* _Written request A_
In the Emily's Hope article, why does the organization carry the name Emily's Hope? Answer in one to three sentences.
* _Written request B_
Write out the Emily's Hope article word for word, starting at "Emily’s Hope, an organization" and ending at "took Emily’s life.".
* _Written request C_
Continue the Emily's Hope article, picking up after its final sentence.

* _Supplied passage_
———

Emily’s Hope, an organization fighting the opioid epidemic, is named in honor of Angela Kennecke’s daughter Emily who lost her life to a fentanyl overdose last May. On Friday night at the Washington Pavilion in Sioux Falls, Emily’s Hope held a fundraising art show and auction, with proceeds from the event all going to the organization. The whole goal of the evening was raising money to continue to fight the epidemic that took Emily’s life.

KELOLAND News spoke with Rep. Dusty Johnson and Sen. John Thune at Friday’s event. Johnson says eyes are opening to the opioid epidemic.

“Well I think there’s an awakening, there’s an understanding, there’s an awareness that is building at the federal level,” Johnson said. “In just the last couple of years, there’s been $6 billion appropriated for this fight against opioids, fentanyl, methamphetamine. That is not enough, but it is a foundation upon which we can build.”

He also has seen a change in how treatment can happen.

“The other piece of good news is at the state level and the federal level, you’re seeing criminal justice systems being reoriented and focused on evidence-based treatment so we can make sure if people are users, we can get them clean and get them back to being productive members of society,” Johnson said.

———

* _Provided information_

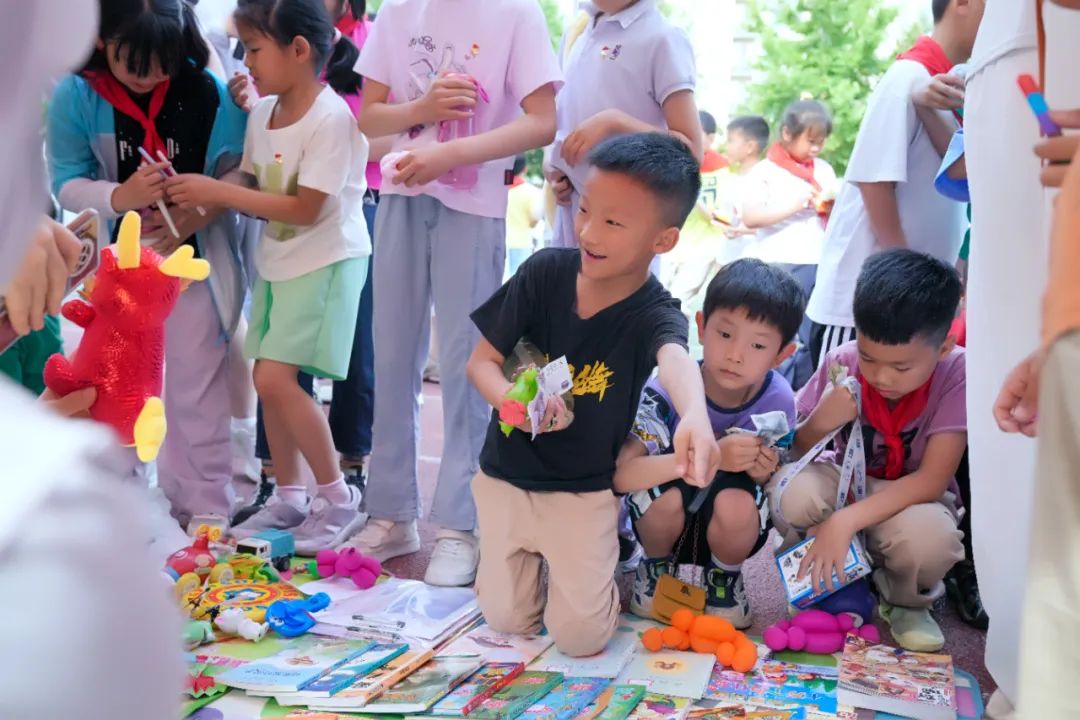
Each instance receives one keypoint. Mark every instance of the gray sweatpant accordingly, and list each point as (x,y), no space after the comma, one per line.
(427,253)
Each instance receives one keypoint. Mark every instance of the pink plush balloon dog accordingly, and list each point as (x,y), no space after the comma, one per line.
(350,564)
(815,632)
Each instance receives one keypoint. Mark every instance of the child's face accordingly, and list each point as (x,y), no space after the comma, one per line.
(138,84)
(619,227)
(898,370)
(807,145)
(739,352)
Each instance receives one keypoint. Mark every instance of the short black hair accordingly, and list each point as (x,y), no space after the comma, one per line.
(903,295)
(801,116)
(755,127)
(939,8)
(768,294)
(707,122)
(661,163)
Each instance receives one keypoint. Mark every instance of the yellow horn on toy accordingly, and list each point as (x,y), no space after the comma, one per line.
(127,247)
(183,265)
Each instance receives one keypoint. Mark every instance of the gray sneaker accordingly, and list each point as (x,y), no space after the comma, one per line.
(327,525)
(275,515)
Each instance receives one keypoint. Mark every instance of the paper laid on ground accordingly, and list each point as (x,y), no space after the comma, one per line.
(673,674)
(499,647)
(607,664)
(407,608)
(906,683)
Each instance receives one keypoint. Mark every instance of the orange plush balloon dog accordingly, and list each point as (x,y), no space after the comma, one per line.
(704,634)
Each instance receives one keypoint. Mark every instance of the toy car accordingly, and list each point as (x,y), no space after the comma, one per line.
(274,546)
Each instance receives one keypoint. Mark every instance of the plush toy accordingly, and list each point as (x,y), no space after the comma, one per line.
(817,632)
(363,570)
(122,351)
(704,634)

———

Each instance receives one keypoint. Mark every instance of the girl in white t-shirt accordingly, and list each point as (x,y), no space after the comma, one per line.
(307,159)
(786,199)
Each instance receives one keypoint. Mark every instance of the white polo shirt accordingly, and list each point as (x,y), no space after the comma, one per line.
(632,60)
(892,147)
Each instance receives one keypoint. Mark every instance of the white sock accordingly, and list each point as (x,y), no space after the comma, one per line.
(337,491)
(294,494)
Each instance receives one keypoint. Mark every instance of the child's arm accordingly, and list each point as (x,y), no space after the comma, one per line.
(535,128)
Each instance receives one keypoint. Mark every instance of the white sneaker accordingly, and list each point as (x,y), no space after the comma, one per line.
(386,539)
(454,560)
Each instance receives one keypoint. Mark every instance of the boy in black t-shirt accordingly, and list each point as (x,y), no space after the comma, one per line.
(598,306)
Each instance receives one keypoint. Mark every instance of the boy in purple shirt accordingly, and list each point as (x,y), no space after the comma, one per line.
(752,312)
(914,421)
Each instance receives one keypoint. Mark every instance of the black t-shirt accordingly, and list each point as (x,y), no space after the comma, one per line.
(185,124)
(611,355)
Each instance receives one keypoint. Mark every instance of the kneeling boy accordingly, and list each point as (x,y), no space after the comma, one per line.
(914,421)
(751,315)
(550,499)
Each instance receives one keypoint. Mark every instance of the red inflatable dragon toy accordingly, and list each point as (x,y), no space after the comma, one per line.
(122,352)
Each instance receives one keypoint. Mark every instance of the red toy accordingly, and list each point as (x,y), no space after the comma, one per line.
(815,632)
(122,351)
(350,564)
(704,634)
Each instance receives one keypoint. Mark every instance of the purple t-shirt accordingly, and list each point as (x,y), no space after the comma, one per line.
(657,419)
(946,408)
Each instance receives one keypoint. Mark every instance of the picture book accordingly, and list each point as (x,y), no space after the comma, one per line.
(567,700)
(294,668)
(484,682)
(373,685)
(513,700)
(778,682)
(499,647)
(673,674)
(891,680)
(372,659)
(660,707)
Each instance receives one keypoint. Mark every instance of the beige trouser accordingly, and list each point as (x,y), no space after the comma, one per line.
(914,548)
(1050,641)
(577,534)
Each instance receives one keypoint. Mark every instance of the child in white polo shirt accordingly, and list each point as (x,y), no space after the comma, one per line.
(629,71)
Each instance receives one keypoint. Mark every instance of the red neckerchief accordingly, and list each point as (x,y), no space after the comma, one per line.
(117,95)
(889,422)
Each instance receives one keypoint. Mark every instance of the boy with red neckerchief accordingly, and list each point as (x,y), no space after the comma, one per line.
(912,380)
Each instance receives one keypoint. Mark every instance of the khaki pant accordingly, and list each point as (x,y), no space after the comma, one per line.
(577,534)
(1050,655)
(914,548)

———

* _Output A_
The organization is named in honor of Angela Kennecke's daughter Emily. Emily lost her life to a fentanyl overdose the previous May.

* _Output B_
Emily’s Hope, an organization fighting the opioid epidemic, is named in honor of Angela Kennecke’s daughter Emily who lost her life to a fentanyl overdose last May. On Friday night at the Washington Pavilion in Sioux Falls, Emily’s Hope held a fundraising art show and auction, with proceeds from the event all going to the organization. The whole goal of the evening was raising money to continue to fight the epidemic that took Emily’s life.

* _Output C_
Thune says the fight against the opioid crisis has increased.

“It’s really stepped up,” Thune said. “I mean, in the last four years funding for combating and fighting opioid abuse and addiction has increased almost 1,300 percent. It’s an issue that’s really come into focus for the Congress.”

Earlier in the day KELOLAND News also spoke with Sen. Mike Rounds.

“Addiction does not know political boundaries, whether you’re talking about meth which is in rural areas just like it is in your major urban areas, or if you’re talking about opioids, which knows not only no political jurisdiction, it also doesn’t understand economics, either,” Rounds said. “It doesn’t matter how much your family makes, it doesn’t matter what type of an education background you’ve got, the possibility of being addicted to an opioid is still there. And we have to recognize that.”